== ページ本文
8mm Film Project──映画詩を読む
「見る場所を見る」というプロジェクト
「鳥取の映画文化」をテーマにしたリサーチプロジェクトに、2022年度から共同企画者として参加した。2023年4月現在、この展覧会は2度開催されている。第1弾では鳥取市内、第2弾では米子・境港市内にかつてあった映画館&レンタルビデオショップを、Claraさんによるイラストで記憶の復元を試みる取り組みである。
私が企画をしたのは第2弾の展覧会における第2部「紙の上のスクリーン——鳥取の映画館と「読む」メディア」である。展覧会の開催をきっかけにして、鳥取市内の映画館で配布されていた印刷物を数多く提供していただいた。映画研究の分野では作品の分析に限定することなく、さまざまなアプローチ方法が用いられているが、映画館から配布された印刷物をはじめとするノンフィルム資料の研究が近年は注目を集めている。これにはフィルム資料と比べると重要性が認められずに収集・保存が後回しにされてきたという歴史背景がノンフィルム資料にはあるからだろう。
企画者自身がオフ・スクリーンのメディアを対象にして鳥取の映画館について研究をしていること、そして展覧会の運営やアーカイブについて以前から関心があったということもあり、共同企画に至った。
映画(館)とフィルムの関係
鳥取の映画館の歴史を調査する上で、一番に参照するのは当時の様子が確認できる新聞記事や郷土資料の数々である。その際に「フィルム」に関する記述が頻繁に出てくる。言葉そのものを耳にしたことはあるが、私にとって「フィルム」は古いものという認識であった。しかし、前述した展覧会で提供された資料から、2010(平成22)年当時の鳥取シネマはフィルム上映をしていたことが確認できた。つまり、映画館に集う観客が「フィルム」で映像を見ていた歴史は私が想像していたよりもずっと長いということである。
このような気づきから、今後映画館に関する研究を継続していく上でも、「フィルム」の歴史や、映写の仕組みについて基本的な要点だけでも学んでおく必要性を強く感じた。
「8mm Film Project ──映画詩を読む」
プロジェクトの目的
そこで、「8mm Film Project ──映画詩を読む」を立ち上げた。
このプロジェクトの目的は主に3つある。
1つは視覚メディア研究の入口として「フィルム」の理解を深めること。2つ目は映像を見る環境の変化について考えること。3つ目は研究や発表、制作におけるヒントを提供することである。
4月になって、視覚メディア研究に関心のある新3年生が研究室に加入した。そこで、研究を行なっていく上でのプロセスや映像の歴史をぜひ考えてもらいたいと思い、以上のような3つの目的を提示した。
本プロジェクトを報告する場として、「専門ゼミ」の時間内でレクチャーを担当し、フィルムの歴史や8mmフィルムの映写体験を90分内で実践できるように授業計画を立案した。授業には3・4年のゼミ生に参加してもらった。
「映像」「映画」と「フィルム」の歴史
「動く絵」の誕生
私たちの視覚には残像現象が働いている。身体に起こるこの現象を利用して、映像の技術は今日まで発展してきた。
====
問題と課題
1) 本文に書かれている事実をもとに、次の問いに答えてください。
(a) 2023年4月現在、展覧会は何度開催されているか。
(b) 2010年当時の鳥取シネマについて、提供された資料から何が確認できたか。
(c) フィルムの歴史や8mmフィルムの映写体験は、何分内で実践できるように授業計画が立てられたか。
2) 本文の一部を一字一句そのまま書き写してください。「私が企画をしたのは第2弾の展」という語句を含む箇所から始め、「ヒントを提供することである。」で終えてください。
== データ行
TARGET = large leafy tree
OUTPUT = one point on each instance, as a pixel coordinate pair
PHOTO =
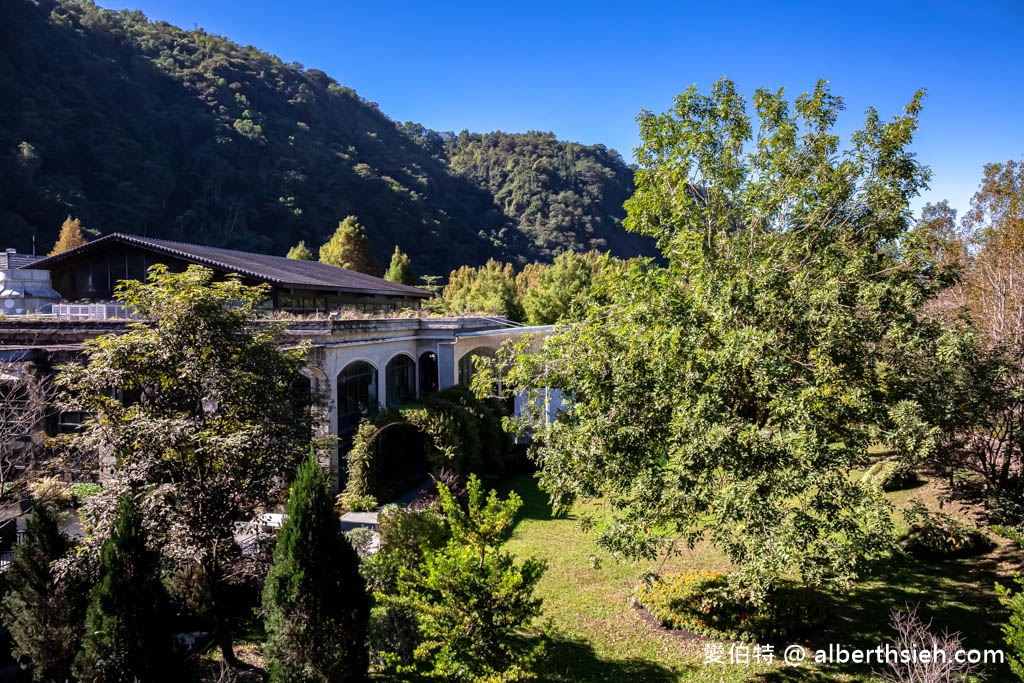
(314, 601)
(70, 238)
(559, 287)
(205, 422)
(348, 248)
(489, 289)
(471, 597)
(400, 268)
(729, 393)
====
解答は以下
1)
(a) 2度
(b) フィルム上映をしていたこと
(c) 90分

2)
私が企画をしたのは第2弾の展覧会における第2部「紙の上のスクリーン——鳥取の映画館と「読む」メディア」である。展覧会の開催をきっかけにして、鳥取市内の映画館で配布されていた印刷物を数多く提供していただいた。映画研究の分野では作品の分析に限定することなく、さまざまなアプローチ方法が用いられているが、映画館から配布された印刷物をはじめとするノンフィルム資料の研究が近年は注目を集めている。これにはフィルム資料と比べると重要性が認められずに収集・保存が後回しにされてきたという歴史背景がノンフィルム資料にはあるからだろう。
企画者自身がオフ・スクリーンのメディアを対象にして鳥取の映画館について研究をしていること、そして展覧会の運営やアーカイブについて以前から関心があったということもあり、共同企画に至った。
映画(館)とフィルムの関係
鳥取の映画館の歴史を調査する上で、一番に参照するのは当時の様子が確認できる新聞記事や郷土資料の数々である。その際に「フィルム」に関する記述が頻繁に出てくる。言葉そのものを耳にしたことはあるが、私にとって「フィルム」は古いものという認識であった。しかし、前述した展覧会で提供された資料から、2010(平成22)年当時の鳥取シネマはフィルム上映をしていたことが確認できた。つまり、映画館に集う観客が「フィルム」で映像を見ていた歴史は私が想像していたよりもずっと長いということである。
このような気づきから、今後映画館に関する研究を継続していく上でも、「フィルム」の歴史や、映写の仕組みについて基本的な要点だけでも学んでおく必要性を強く感じた。
「8mm Film Project ──映画詩を読む」
プロジェクトの目的
そこで、「8mm Film Project ──映画詩を読む」を立ち上げた。
このプロジェクトの目的は主に3つある。
1つは視覚メディア研究の入口として「フィルム」の理解を深めること。2つ目は映像を見る環境の変化について考えること。3つ目は研究や発表、制作におけるヒントを提供することである。